===== READING PASSAGE =====

Then came the day we found out you were pregnant.  It was such a happy day.  However, it was soon followed by your mother’s illness and hospitalization.  She spent the next 8 months in intensive care on a breathing machine.  You missed having her help during this time.  But you delivered us a healthy baby girl.  We could not take Natasha into the hospital to show her to your mom, but we did take pictures in.  Shortly after seeing the pictures of her granddaughter, your mother died.  Happiness mixed with sadness.

Remember our friends, Cathy and Jeff.  Remember all those nights and weekends we worked with them preparing food for the church carnivals.  They were and still are two of our best friends.

Remember when Natasha first started going to school.  You use to take her to the school bus stop in the morning and pick her up at the stop in the afternoon.  Then one day she did not get off the bus.  You called me at work, panicked.  I raced home and we searched everywhere, even going back to the school to see if she did not get on the bus.  While there, the school got a call from the bus driver reporting that Natasha was still on the bus.  Seems that she hid beneath the seat because she wanted to see where the bus went after it dropped all the other kids off.

Then we moved to Orlando, FL.  Remember driving two cars down using walkie-talkies to keep in touch.  Cell phones were still rare and they were huge.  They were more of a status symbol then.  Remember how people would proudly place them on tables at restaurants as if to say look how important I am?  Now we all have them.

Remember all the good times as Natasha was growing up?  The school events? The birthday parties?  Girl Scouts?  The vacations?  You even got me to go on a cruise… twice.  We were so proud when Natasha graduated high school, when she was accepted to college as a pre-Pharmacy student.  Remember her first graduation with her undergraduate degree in 2010.  You had just been diagnosed with cancer the previous October and your greatest fear was that you would not live to see it because the doctor only gave you 3-6 months to live back then, but you did live to see her graduate.  You fought a hard battle just like your mom.  You fought hard enough to be able to celebrate our daughter graduating from Pharmacy school with her PhD last June, almost three years after your first diagnosis.

There was so much more you wanted to celebrate.  So much more that you will never get to see, at least not from this life.  You made me promise to watch over Natasha and I suspect you made Natasha promise to watch over me because we are all we have left.

We had your body cremated just like you wanted.  We found a really nice urn.  It does not look like an urn.  It is more like a Tiffany box.  We know how much you liked Tiffany lights and the Tiffany shades we had for the living room lights.  Actually Natasha spotted it and thought you would like it.  We also got what they call a Keepsake.  It is a small butterfly about 5 inches tall standing on a small rock that contains a few of your ashes.  The butterfly’s wings are also Tiffany glass.  If it is ok with you, we would like to think of those wings as the wings of the angel that you now are.

Later today, I will stop by the funeral home to bring you home.  I have a spot on the fireplace mantel all set aside for you with a picture of your parents on one side and a picture of Natasha and me on the other.  You will be with family again, like you always wanted.

We will always love you and remember you Susan.  Forever.

===== ENTRIES SHOWN =====

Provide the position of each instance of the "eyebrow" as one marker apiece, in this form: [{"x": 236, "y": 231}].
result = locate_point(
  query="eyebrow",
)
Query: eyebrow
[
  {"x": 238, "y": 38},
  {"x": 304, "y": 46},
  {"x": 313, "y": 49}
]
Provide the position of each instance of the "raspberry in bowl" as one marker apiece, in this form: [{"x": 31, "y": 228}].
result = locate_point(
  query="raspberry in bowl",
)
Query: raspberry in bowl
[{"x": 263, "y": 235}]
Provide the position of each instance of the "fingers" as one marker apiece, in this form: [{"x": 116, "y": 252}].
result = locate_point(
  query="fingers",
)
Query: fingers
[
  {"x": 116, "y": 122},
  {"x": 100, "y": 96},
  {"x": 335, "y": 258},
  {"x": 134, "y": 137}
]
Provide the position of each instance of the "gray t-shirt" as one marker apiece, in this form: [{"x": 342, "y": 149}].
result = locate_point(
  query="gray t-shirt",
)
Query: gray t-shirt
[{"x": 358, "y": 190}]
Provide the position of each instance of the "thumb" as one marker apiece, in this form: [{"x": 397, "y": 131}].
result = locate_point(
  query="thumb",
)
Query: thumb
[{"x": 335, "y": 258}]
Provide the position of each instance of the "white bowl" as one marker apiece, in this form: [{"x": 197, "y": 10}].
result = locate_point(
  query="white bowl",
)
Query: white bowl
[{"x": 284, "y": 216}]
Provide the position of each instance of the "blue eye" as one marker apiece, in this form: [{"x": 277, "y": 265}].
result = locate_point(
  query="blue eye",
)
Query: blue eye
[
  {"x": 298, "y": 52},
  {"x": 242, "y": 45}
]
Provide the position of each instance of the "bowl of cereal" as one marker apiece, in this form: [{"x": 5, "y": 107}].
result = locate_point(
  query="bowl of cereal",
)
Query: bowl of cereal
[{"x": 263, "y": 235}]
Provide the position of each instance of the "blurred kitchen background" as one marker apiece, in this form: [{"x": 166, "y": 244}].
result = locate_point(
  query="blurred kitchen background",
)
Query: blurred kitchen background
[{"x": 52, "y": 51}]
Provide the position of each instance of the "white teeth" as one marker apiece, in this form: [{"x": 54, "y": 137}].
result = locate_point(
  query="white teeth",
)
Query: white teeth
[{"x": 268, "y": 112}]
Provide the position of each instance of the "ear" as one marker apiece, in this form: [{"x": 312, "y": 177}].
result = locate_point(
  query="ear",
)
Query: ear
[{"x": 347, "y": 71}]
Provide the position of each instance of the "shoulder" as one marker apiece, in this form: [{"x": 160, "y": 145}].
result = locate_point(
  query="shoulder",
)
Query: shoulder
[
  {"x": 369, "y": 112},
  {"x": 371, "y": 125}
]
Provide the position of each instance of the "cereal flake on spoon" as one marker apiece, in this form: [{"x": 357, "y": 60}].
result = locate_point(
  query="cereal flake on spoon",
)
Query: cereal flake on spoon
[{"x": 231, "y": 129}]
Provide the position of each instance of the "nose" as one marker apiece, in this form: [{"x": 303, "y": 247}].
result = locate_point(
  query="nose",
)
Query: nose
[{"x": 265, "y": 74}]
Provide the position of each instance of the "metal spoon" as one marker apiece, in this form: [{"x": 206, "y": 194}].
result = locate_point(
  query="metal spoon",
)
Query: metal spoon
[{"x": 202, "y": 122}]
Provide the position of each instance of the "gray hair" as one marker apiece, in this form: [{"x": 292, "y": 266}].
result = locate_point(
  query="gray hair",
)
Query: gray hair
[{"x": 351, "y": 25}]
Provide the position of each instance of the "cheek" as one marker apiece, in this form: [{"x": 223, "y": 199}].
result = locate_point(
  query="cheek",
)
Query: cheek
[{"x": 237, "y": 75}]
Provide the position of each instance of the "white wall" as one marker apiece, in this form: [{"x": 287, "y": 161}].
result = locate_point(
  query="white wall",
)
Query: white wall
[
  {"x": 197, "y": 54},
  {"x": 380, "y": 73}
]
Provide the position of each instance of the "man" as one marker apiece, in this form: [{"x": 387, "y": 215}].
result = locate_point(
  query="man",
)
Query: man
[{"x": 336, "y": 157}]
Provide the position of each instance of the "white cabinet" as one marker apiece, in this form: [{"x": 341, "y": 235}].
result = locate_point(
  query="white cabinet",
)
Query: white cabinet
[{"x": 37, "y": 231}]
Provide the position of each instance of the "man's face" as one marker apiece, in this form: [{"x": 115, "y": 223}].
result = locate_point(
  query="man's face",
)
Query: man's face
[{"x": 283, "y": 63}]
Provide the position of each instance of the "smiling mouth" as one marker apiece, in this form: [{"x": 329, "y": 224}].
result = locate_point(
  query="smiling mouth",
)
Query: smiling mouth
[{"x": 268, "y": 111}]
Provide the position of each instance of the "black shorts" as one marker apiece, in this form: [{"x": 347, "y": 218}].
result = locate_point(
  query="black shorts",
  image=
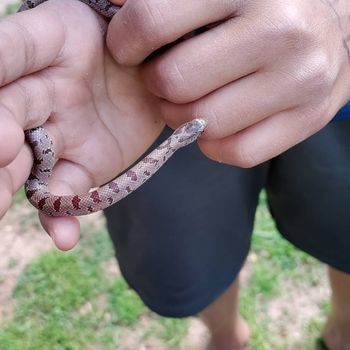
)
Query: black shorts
[{"x": 181, "y": 239}]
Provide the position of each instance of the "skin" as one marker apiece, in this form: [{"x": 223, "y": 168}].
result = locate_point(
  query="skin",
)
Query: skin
[
  {"x": 265, "y": 75},
  {"x": 99, "y": 114}
]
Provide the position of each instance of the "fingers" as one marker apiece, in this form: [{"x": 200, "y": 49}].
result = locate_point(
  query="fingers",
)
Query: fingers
[
  {"x": 11, "y": 137},
  {"x": 13, "y": 176},
  {"x": 238, "y": 105},
  {"x": 266, "y": 139},
  {"x": 29, "y": 41},
  {"x": 26, "y": 103},
  {"x": 203, "y": 63},
  {"x": 142, "y": 26},
  {"x": 67, "y": 178}
]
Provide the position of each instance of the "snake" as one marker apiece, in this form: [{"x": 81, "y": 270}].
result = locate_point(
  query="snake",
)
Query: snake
[{"x": 37, "y": 185}]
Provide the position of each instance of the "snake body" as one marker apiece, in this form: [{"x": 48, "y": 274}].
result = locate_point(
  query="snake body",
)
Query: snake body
[{"x": 36, "y": 187}]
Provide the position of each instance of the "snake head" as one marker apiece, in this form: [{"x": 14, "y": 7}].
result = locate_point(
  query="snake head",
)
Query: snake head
[{"x": 190, "y": 131}]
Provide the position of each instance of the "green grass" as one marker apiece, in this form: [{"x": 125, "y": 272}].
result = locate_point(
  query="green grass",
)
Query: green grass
[{"x": 69, "y": 301}]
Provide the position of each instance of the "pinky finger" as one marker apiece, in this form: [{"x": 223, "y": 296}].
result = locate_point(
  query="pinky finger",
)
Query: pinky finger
[
  {"x": 13, "y": 176},
  {"x": 266, "y": 139}
]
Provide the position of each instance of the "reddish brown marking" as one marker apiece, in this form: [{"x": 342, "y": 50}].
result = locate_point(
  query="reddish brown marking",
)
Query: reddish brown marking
[
  {"x": 95, "y": 197},
  {"x": 57, "y": 204},
  {"x": 42, "y": 202},
  {"x": 149, "y": 160},
  {"x": 30, "y": 193},
  {"x": 76, "y": 201},
  {"x": 114, "y": 187},
  {"x": 132, "y": 175}
]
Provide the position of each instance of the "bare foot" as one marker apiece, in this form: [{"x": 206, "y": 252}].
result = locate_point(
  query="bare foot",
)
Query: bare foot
[{"x": 238, "y": 339}]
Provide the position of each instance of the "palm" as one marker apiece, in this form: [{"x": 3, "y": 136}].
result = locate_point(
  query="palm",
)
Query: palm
[{"x": 104, "y": 116}]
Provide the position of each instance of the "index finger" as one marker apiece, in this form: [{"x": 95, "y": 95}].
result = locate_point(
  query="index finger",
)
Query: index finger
[
  {"x": 29, "y": 41},
  {"x": 143, "y": 26}
]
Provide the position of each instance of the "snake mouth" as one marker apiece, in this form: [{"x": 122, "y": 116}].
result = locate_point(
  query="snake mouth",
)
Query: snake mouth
[{"x": 196, "y": 126}]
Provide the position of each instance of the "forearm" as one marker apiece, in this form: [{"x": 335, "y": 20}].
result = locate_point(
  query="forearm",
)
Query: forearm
[{"x": 342, "y": 11}]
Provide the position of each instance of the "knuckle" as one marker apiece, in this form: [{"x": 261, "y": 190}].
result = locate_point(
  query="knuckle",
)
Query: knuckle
[
  {"x": 292, "y": 28},
  {"x": 315, "y": 76},
  {"x": 146, "y": 19},
  {"x": 170, "y": 81}
]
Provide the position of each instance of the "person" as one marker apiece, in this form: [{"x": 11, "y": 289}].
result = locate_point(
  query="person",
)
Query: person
[{"x": 281, "y": 67}]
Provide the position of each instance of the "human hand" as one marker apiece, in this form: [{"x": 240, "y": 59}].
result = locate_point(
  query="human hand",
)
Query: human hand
[
  {"x": 265, "y": 75},
  {"x": 56, "y": 72}
]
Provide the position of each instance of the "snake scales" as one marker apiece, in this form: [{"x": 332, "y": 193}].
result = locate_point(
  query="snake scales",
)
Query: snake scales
[{"x": 36, "y": 186}]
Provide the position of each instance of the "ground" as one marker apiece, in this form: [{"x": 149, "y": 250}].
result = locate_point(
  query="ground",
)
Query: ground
[{"x": 78, "y": 300}]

=====

Answer these questions from the letter to Susan above:
(a) How long did Susan's mother spend in intensive care?
(b) Where did Natasha hide on the school bus?
(c) How tall is the butterfly Keepsake?

(RESULT)
(a) 8 months, on a breathing machine
(b) Beneath the seat
(c) About 5 inches tall